■ Exercise description: Copy each line below that contains "teddy".

(Dataset entries)
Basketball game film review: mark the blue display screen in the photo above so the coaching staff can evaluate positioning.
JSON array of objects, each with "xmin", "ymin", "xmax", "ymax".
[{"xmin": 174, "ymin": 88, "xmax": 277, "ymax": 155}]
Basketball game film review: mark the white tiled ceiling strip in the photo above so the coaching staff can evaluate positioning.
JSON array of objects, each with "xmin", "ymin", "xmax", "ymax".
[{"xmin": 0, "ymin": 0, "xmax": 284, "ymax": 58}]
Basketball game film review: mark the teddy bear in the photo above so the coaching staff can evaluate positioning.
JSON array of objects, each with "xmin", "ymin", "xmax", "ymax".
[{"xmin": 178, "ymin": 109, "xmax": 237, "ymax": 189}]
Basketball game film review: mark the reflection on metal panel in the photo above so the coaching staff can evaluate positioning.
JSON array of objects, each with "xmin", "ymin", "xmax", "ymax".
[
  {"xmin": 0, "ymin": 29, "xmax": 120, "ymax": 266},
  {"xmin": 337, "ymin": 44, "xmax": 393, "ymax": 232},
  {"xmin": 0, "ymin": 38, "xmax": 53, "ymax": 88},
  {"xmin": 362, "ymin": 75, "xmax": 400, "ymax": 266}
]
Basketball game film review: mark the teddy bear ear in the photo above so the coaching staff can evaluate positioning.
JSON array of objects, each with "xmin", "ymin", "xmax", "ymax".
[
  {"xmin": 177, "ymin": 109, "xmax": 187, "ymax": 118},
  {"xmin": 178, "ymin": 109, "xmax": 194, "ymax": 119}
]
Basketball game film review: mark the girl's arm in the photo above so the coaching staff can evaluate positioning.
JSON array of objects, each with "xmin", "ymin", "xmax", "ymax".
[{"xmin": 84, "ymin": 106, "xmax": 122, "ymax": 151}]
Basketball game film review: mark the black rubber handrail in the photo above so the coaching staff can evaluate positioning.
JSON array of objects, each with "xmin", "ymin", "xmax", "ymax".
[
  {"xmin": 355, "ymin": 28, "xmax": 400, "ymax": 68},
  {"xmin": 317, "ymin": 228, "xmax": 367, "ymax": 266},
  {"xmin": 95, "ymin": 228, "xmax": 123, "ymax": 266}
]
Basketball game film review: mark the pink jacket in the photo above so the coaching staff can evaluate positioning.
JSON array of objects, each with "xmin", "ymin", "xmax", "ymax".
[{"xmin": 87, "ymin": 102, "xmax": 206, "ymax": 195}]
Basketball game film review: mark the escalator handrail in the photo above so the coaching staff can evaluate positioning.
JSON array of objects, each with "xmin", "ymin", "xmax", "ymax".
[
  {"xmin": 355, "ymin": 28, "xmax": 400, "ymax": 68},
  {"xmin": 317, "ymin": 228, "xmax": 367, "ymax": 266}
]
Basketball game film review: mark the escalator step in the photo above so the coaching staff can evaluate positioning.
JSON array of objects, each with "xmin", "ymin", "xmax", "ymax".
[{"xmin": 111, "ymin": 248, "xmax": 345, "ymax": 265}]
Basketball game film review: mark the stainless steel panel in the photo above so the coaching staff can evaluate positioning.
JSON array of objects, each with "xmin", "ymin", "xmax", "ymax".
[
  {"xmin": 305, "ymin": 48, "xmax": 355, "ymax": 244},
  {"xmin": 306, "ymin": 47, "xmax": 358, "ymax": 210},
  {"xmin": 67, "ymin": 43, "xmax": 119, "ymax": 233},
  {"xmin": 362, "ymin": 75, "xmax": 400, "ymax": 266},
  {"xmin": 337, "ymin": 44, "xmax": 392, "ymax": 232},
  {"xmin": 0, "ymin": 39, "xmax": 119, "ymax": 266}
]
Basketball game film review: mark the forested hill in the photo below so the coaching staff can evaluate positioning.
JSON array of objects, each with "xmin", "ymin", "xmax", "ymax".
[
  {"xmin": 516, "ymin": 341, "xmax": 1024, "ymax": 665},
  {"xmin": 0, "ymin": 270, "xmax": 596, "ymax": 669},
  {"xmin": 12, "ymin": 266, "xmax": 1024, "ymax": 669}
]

■ Final answer:
Basketball game film review: mark the teddy bear in the photo above so the coaching staff can evaluate positioning.
Basketball game film review: mark the teddy bear ear in the photo above so the coaching staff can evaluate positioning.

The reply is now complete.